◆ **ACTIVITY**
For the material below, the sole required output is the number of lines that include "gray".

◆ **TASK MATERIAL**
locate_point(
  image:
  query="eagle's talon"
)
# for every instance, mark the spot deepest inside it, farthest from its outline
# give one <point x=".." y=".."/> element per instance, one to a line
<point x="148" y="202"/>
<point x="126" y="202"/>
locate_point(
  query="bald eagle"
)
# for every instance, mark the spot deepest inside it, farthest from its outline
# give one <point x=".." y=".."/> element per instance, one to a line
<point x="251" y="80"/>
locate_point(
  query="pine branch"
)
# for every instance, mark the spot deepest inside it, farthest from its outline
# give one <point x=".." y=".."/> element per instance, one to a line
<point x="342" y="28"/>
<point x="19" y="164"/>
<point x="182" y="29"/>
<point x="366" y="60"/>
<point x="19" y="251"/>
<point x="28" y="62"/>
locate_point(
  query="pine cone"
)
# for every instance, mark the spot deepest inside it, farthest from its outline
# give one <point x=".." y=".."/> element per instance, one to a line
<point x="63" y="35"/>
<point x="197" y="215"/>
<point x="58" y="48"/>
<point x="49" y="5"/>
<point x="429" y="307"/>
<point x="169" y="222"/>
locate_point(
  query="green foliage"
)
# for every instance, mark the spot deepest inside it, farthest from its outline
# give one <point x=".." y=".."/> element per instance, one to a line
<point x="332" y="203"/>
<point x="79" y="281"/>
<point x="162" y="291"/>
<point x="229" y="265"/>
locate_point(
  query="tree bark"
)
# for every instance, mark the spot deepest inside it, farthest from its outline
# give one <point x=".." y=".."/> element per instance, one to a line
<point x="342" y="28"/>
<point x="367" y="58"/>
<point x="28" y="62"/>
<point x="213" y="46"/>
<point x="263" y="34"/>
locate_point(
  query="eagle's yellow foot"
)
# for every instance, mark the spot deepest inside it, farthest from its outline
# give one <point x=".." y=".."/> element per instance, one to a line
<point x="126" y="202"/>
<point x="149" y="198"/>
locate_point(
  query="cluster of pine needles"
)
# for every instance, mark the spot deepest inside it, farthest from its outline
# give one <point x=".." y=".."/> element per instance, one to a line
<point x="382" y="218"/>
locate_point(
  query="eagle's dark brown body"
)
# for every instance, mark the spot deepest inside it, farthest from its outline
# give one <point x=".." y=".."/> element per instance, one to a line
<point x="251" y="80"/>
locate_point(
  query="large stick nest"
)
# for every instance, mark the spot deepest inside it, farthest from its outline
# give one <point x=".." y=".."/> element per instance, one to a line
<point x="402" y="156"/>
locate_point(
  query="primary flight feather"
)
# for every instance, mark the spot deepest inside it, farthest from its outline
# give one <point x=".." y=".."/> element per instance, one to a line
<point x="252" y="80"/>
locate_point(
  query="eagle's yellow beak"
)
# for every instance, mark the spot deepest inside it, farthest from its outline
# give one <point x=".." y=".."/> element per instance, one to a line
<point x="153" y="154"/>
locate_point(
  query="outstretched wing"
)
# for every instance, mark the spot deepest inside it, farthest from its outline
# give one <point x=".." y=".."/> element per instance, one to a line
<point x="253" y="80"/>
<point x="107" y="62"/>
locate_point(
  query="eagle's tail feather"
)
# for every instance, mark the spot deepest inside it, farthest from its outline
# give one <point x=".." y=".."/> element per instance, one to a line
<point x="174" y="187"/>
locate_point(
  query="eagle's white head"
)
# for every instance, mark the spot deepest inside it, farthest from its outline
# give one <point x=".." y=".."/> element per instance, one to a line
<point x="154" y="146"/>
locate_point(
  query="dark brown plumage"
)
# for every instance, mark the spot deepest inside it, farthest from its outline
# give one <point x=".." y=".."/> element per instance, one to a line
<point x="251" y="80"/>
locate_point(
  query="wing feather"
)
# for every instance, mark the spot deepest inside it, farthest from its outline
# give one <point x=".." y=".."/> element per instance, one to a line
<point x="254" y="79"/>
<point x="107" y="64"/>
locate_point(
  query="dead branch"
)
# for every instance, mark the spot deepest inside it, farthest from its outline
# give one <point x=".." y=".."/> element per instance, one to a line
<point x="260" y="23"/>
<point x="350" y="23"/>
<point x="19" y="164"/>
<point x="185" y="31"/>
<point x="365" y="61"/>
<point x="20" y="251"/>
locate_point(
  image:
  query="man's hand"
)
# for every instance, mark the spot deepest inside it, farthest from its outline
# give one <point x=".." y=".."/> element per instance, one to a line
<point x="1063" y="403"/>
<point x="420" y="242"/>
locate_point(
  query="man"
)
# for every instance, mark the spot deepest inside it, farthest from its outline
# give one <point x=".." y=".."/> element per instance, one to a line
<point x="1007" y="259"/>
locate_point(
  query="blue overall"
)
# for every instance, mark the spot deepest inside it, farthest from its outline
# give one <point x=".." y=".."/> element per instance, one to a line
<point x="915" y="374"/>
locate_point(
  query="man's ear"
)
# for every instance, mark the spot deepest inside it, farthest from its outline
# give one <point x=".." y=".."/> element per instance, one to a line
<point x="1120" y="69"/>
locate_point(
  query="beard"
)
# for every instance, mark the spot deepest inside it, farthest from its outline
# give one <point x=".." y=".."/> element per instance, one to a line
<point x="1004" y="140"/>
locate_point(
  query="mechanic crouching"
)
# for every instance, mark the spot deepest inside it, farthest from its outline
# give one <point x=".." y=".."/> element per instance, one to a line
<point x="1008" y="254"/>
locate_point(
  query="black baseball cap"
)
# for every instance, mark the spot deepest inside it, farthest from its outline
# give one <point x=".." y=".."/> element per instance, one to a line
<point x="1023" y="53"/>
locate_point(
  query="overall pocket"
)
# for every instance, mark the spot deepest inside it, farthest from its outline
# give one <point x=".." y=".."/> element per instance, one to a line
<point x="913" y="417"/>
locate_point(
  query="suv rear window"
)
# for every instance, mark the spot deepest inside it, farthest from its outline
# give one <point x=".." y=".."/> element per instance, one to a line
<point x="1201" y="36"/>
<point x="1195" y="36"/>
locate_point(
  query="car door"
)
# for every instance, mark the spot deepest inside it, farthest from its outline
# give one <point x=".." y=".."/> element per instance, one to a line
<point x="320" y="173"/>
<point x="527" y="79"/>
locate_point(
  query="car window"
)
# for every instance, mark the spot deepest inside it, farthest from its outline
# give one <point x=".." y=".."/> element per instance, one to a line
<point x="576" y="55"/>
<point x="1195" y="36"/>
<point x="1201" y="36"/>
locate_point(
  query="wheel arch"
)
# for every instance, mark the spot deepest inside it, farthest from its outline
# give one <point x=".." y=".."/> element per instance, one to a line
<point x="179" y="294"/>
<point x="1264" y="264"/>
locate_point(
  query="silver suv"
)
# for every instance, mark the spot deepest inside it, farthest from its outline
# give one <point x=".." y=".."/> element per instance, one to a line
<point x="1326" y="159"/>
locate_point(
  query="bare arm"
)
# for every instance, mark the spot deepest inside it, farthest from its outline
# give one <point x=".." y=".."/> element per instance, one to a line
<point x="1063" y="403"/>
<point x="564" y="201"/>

...

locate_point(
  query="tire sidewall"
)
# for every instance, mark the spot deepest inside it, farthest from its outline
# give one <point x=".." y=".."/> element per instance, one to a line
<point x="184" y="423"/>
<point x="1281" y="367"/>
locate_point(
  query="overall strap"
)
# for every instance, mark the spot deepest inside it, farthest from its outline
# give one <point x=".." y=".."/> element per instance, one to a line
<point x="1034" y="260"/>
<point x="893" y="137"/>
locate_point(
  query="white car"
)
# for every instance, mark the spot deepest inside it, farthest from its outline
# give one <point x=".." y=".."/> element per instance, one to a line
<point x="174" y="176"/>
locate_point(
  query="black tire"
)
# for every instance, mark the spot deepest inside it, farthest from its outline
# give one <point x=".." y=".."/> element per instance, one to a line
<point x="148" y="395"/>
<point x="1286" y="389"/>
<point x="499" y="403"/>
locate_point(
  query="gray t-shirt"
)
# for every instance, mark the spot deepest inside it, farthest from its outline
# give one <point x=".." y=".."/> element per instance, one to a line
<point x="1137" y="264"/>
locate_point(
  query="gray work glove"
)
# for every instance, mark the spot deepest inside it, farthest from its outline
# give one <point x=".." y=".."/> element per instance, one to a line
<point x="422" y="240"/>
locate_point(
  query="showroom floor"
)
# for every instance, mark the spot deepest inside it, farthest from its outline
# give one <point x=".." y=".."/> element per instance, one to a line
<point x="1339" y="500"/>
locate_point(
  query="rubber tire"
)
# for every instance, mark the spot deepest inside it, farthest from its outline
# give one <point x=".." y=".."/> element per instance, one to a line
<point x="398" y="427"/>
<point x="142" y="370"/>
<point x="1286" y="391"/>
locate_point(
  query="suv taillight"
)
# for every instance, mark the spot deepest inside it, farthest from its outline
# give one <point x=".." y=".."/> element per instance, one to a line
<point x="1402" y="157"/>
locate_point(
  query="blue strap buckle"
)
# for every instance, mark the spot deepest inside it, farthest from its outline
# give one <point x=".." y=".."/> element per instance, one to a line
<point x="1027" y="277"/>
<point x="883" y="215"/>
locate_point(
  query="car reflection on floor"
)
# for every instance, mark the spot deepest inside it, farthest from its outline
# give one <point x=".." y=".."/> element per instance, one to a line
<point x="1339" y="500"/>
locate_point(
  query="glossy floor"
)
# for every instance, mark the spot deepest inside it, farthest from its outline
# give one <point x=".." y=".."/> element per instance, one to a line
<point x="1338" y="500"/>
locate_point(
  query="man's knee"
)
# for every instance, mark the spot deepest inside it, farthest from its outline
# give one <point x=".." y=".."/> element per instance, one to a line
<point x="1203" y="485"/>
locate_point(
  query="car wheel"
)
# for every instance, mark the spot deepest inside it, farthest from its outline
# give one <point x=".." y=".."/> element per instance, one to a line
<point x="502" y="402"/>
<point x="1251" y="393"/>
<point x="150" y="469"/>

◆ **OUTPUT FOR THIS EXERCISE**
2